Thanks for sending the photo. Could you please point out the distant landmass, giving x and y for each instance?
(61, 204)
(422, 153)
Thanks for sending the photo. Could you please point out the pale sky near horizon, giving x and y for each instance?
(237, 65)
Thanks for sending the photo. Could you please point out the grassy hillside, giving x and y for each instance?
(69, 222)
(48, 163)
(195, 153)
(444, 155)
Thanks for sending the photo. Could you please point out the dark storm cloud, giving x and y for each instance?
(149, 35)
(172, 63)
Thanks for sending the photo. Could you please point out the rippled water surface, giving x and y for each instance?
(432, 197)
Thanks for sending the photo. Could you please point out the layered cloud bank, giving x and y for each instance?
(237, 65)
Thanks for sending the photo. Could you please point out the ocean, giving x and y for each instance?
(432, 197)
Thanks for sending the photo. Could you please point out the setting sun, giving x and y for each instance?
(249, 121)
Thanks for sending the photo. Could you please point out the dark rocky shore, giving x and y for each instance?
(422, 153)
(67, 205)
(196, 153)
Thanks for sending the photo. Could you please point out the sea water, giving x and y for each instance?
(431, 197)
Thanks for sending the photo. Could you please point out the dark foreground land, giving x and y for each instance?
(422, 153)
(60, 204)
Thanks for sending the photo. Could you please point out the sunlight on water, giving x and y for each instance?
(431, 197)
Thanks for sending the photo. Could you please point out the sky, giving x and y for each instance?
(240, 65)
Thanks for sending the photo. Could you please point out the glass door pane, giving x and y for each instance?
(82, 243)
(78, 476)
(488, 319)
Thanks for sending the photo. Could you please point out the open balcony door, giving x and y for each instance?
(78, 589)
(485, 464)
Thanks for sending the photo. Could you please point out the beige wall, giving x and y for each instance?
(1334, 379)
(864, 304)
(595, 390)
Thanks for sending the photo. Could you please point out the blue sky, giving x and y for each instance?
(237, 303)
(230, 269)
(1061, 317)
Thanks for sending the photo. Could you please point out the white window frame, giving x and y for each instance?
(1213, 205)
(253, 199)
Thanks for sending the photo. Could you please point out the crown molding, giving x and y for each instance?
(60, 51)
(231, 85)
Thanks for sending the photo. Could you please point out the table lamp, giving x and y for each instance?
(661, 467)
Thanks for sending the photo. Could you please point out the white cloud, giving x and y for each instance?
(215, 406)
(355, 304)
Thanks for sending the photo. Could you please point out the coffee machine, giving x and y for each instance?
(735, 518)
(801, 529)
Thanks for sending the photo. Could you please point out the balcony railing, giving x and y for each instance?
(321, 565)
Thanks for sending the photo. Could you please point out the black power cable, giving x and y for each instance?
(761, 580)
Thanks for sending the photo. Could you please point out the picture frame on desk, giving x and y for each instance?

**What this task involves**.
Output exactly the lines from the one containing "white cloud, giving" through the last line of the entries, both ends included.

**Solution below**.
Thanks for sending the photo. Could you please point out the white cloud, giving x and y for each instance?
(215, 406)
(355, 304)
Thanks for sending the photo. Could you please point out the coffee machine, giving x and y for each instance?
(735, 518)
(801, 529)
Thanks for sending the photo. Could you please point out the balcony railing, giving x and y for each instance?
(321, 565)
Thanks for sending the photo. Could you please point out the black power cable, giving x and y for each instance?
(761, 580)
Thanks for sending the photo. Could you please point out the picture frame on desk, giving x and y for each instance?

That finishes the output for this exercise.